### Exercise requirements
Reproduce every entry below verbatim, leaving out the pictures.

### Data for processing
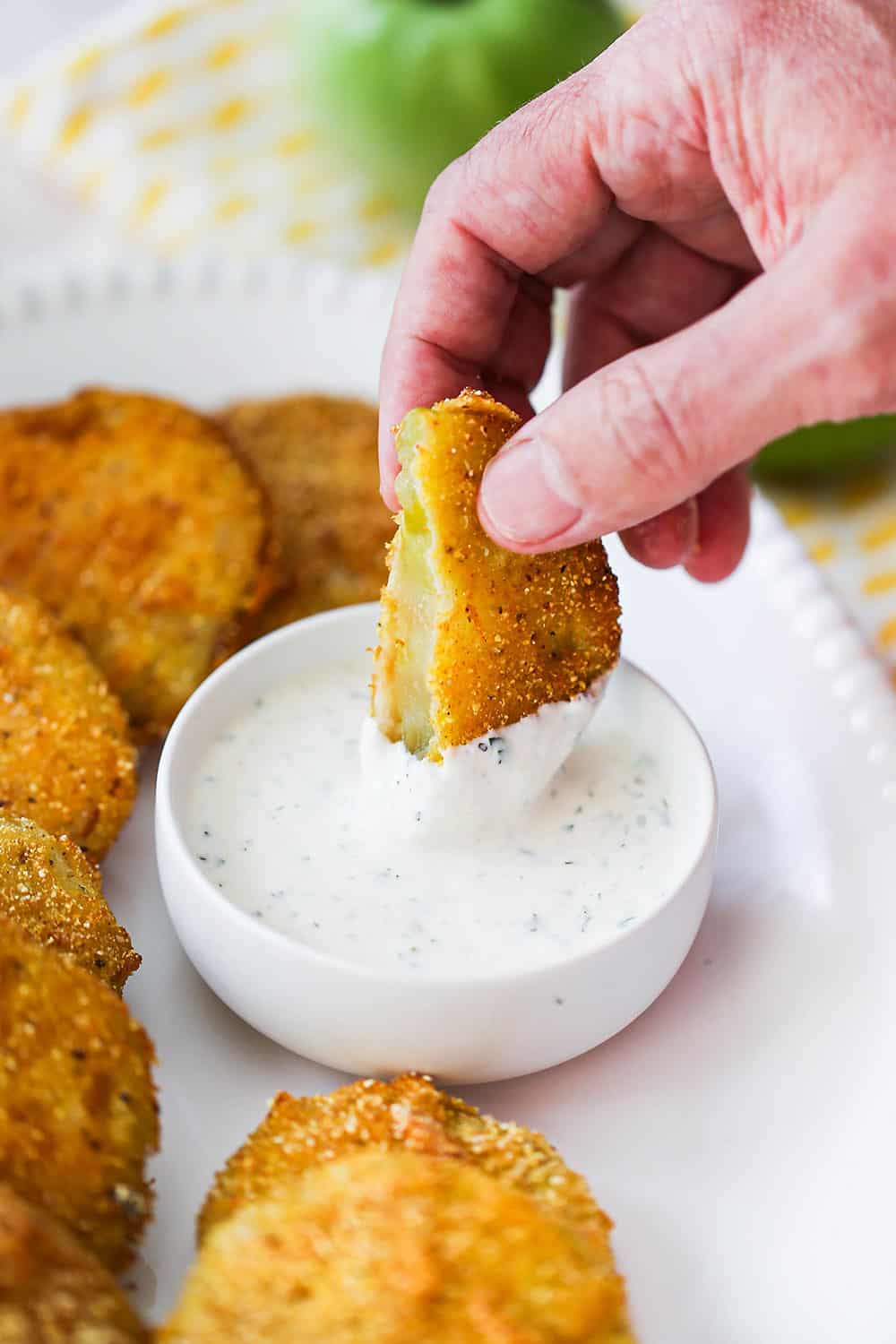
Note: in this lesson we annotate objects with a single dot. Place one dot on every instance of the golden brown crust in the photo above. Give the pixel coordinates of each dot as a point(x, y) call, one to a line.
point(51, 892)
point(51, 1289)
point(409, 1113)
point(508, 632)
point(316, 457)
point(390, 1247)
point(132, 521)
point(66, 757)
point(78, 1112)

### Output for this task
Note: in this lesson we annotate objects with a single dot. Place one dot on every instance of the golden brown crust in the photo above. Give the pixel coordinates of each dot as a point(x, y) call, one to a line.
point(51, 892)
point(51, 1289)
point(409, 1113)
point(508, 632)
point(316, 457)
point(390, 1247)
point(132, 521)
point(66, 757)
point(78, 1112)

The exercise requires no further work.